Given the current market conditions, how can analysts be so sure?
Analysts this week from a renowned rating agency assured us that local banks’ real estate exposure – while hefty – is not posing any risks as prices are rising in tandem with economic growth.
I may be wrong but are they not from the same elite group of rating firms which failed miserably to warn investors of the United States sub-prime crisis?
How confident are they? Did they commission a study?
I hope they did not just rely on quarterly market reports and face-to-face interviews with property consultants. As they say, talk is cheap. Which expert would give real advice if they are not paid for it?
As for market updates, they contain mainly general data intended for marketing purposes. While not inaccurate, they do not go into in-depth analysis which may show up a different picture and outcome.
Ditto for paid research subscription. They provide more detailed information but are still lacking in analyses of the type you can lay a wager on. It is still general in nature.
You will be surprised to know how many professionals from other industries use such reports as “irrefutable evidence”.
Property consultants will be the first to admit that these reports are written with marketing in mind, not for use in court or otherwise.
I am treating the analysts’ assurance with more than a pinch of salt because I do not know how anyone can be so certain while they are still so many unknowns floating in the market.
Under present conditions, I can stitch up data at the general level to present you any outcome you desire.
The market is giving out so many mixed signals right now. For sure, it is not clearly one way or the other.
Even the chief executives of the banks themselves warn of property bubbles.
It was reported that while DBS Group chief executive Piyush Gupta believes asset bubbles have already formed in Asia, he did not think a price correction would precipitate a crisis.
But really, could anyone have said otherwise if they thought differently?
Severe pronouncements such as a crash are reserved for the Marc Fabers or Dr Dooms of this world.
In Singapore, the relevant authorities have enacted and will consider more measures to prevent a bubble from forming i.e. no bubble yet.

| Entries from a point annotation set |
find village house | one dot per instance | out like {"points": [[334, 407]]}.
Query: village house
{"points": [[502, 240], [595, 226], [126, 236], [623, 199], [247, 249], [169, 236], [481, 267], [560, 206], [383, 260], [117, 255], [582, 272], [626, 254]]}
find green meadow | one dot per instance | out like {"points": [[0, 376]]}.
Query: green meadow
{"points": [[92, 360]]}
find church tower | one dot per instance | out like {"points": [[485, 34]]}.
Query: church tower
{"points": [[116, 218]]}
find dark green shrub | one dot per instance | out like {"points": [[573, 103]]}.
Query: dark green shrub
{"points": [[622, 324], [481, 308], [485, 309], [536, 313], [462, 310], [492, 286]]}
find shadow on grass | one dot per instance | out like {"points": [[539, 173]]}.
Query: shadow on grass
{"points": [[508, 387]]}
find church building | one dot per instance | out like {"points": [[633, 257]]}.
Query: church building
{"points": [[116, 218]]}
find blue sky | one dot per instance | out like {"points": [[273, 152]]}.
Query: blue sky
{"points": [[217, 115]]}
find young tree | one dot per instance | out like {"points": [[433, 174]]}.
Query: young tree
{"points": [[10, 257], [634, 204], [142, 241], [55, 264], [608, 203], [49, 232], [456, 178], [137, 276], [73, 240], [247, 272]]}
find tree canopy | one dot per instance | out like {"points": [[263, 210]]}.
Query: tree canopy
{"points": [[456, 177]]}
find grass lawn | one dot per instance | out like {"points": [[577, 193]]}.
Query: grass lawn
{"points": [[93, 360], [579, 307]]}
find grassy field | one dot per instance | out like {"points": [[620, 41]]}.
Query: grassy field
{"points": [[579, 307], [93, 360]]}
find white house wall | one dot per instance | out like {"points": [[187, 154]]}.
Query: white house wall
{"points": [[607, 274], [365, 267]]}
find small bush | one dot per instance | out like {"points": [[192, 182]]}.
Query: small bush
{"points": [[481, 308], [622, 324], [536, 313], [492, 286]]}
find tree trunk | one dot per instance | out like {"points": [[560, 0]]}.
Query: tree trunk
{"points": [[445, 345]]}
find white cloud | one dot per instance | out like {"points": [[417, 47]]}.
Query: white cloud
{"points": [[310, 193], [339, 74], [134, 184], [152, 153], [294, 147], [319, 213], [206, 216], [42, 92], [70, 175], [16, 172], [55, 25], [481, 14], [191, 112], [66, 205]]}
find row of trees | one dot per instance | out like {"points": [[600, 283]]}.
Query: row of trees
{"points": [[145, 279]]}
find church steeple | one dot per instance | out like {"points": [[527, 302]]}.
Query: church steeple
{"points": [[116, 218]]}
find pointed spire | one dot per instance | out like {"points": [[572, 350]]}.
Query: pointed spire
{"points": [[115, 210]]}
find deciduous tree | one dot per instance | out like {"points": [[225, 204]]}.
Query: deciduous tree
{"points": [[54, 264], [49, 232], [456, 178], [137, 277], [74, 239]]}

| SET TASK 1 |
In the commentary on banks' property exposure, why did the rating agency analysts say the banks' real estate exposure poses no risks?
| SET TASK 2 |
Write the next few sentences of the commentary on banks' property exposure, picking up after its final sentence.

| OUTPUT 1 |
Prices are rising in tandem with economic growth.

| OUTPUT 2 |
There are no concrete evidences that the market will crash but neither is there conclusive data to show that it will not. We work on the balance of probabilities but it is better to be safe than sorry.
On another note, the story of the $36 million Sentosa Cove property purchase and the trend of China nationals paying over the top prices for local properties continue to fascinate the market.
As valuers will find it impossible to match these transacted prices, it is no wonder then that these purchases were paid fully in cash.
Some commentators have compared prime Singapore properties to luxury products like Prada and Louis Vuitton.
There is one big difference. They cannot take it home to China with them.
Others say that behind all the creature comforts are also the hard calculations made for a good investment.
Let us not kid ourselves. Such purchases are for owner occupation or for other reasons. Definitely not for capital appreciation or monetary yields.
What is the upside for a $36 million property? Another $36 milllion?
Paying it all in cash is also not what an investment manager would recommend.
What is it about Singapore property that is so attractive to China buyers? Political stability? Good schools? No, just that it is half-priced.
Same reason why Singaporeans continue to buy property in Malaysia even though they have been bitten many times over. It is cheap.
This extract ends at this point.